Stated task 1 =>
Answer these from the printer setup text:
(a) What is the first thing to install, and from where?
(b) What does the printer prompt you to do once its cleaning process finishes?
(c) Which three tools were used to cut out most of the door panel?
Stated task 2 => Pick up the printer setup text after its last sentence and keep writing it.

-- begin Text extract --

Step 6: Set Up the Printer

The first thing you will need to do is install the printer drivers from the provided disk or the manufactures website. Follow the provided prompts and connect the printer when it advises you to.

When first connecting the printer you will need to set it up with the ink cartridges that came with the printer. This really is not that big of a deal considering the tubes are already filled with ink and will need to be drained later anyways. The printer will enter a cleaning process and then prompt you to run a test print when it has finished.

The refillable ink cartridges came with a small plastic lever/hinge. There is a "safety" feature on the printer that does not allow the printer to operate when the print door is open. The printer can be tricked into thinking that the door is closed however by using the lever to press this switch. Simply slide it into the crack and jiggle it around until the "Ink Door Open" error goes away. The refillable ink cartridges will end up protruding from the printer itself (when you later install them) so this is a good thing to get out of the way now.

Alternatively, the door that came with the printer can be modified if using the hinge becomes a burden. This modification was done by using a combination of a hacksaw, drill, and dremel to cut out the majority of the door panel. The door would be able to be closed but there was still room for the ink cartridges. This can be seen in the last pictures above.

-- end Text extract --
-- begin Listed entries --

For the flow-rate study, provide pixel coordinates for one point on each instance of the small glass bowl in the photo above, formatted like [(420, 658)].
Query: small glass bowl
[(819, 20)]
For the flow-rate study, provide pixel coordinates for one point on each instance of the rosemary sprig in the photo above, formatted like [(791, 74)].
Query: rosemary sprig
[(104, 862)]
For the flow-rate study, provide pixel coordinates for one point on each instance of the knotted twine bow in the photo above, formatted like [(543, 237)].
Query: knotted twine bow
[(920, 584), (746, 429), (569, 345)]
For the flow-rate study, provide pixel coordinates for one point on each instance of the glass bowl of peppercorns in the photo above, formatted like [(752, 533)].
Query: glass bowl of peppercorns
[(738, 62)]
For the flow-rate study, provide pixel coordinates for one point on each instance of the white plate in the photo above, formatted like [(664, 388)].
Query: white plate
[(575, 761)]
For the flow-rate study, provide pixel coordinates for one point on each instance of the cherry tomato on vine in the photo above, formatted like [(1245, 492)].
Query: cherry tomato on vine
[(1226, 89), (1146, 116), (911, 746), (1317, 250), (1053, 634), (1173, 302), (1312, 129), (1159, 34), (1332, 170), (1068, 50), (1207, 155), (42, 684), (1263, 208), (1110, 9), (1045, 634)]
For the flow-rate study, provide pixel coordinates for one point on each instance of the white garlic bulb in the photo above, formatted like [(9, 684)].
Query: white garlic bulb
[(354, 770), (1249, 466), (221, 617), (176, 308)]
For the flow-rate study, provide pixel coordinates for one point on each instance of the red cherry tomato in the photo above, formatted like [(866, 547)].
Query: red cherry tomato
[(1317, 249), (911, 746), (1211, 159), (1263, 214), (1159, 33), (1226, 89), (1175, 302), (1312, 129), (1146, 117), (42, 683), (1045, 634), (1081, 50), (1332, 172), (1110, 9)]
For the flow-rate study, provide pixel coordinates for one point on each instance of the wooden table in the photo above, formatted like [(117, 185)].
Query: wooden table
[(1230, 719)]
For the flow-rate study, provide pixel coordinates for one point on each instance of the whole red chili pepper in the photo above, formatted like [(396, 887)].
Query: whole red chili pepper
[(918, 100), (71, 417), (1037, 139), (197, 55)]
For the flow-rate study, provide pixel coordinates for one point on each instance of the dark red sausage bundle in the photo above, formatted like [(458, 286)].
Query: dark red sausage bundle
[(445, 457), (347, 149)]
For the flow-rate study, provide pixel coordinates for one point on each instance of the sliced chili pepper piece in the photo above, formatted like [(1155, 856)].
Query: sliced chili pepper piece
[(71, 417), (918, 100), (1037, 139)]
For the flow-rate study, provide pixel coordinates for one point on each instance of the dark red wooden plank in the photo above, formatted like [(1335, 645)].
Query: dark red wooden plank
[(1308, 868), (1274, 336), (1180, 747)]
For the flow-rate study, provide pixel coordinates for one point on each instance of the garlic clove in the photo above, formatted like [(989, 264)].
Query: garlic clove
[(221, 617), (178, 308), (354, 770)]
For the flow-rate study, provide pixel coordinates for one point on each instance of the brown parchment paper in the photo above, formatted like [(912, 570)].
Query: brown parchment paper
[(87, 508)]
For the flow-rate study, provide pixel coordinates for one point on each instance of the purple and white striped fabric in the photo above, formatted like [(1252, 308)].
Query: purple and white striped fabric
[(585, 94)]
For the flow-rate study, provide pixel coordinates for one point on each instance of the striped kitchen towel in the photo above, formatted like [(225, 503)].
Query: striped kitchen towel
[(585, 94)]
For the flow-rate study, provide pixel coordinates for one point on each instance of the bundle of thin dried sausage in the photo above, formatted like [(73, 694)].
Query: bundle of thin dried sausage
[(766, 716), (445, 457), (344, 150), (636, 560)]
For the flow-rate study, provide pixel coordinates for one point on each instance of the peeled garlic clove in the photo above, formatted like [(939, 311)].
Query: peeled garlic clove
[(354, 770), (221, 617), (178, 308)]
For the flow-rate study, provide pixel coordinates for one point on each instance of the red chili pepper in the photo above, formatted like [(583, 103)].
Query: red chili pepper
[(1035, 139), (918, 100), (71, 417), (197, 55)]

-- end Listed entries --

Task result 1 =>
(a) The printer drivers, from the provided disk or the manufacturer's website.
(b) Run a test print.
(c) A hacksaw, a drill, and a dremel.

Task result 2 =>
Step 7: Prepare the Cartridges

The first thing to do is install the provided air filters on the top of the cartridges. Ink cartridges have this hole so that a vacuum is not formed inside of the container when ink is being drawn out. Normally the cartridges do not need a filter because they are fully enclosed in the printer. However, after disabling the "door open" warning with the provided hinge and having the ink cartridges extend beyond the printer chassis, these are recommended to prevent debris from contaminating your ink.

Next install the provided rubber stoppers. This will be the spot used to fill the cartridges with ink.

There is a thin film covering the back of the ink cartridges. This can be left alone as it will break itself when firmly inserted into the printer.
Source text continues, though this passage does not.